*** Dataset excerpts ***
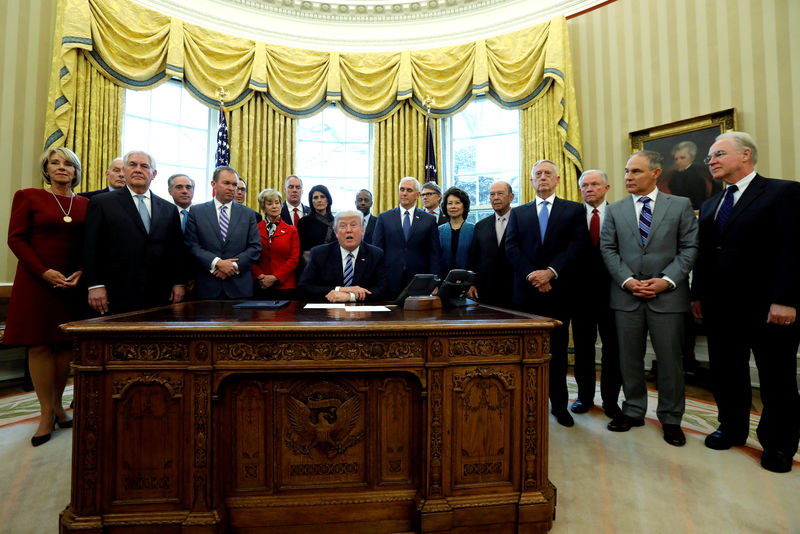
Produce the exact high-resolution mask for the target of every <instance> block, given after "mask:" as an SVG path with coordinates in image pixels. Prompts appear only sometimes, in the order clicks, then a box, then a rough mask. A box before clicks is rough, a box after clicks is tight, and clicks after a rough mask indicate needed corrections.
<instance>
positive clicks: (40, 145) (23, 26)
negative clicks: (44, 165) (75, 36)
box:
***
What the task asks: Pictures stay out; everything else in the records above gets copied exactly.

Solution to the problem:
Produce the exact high-resolution mask for the target of every <instance> block, given after "mask:" as an SVG path with coordinates in image pixels. Prompts appear only sometimes, in the order clicks, then a box, then a rough mask. A box before clicks is rough, a box after clicks is tight, and clicks after a rough mask indicate needed corrections.
<instance>
positive clicks: (40, 145) (23, 26)
negative clicks: (44, 165) (75, 36)
box:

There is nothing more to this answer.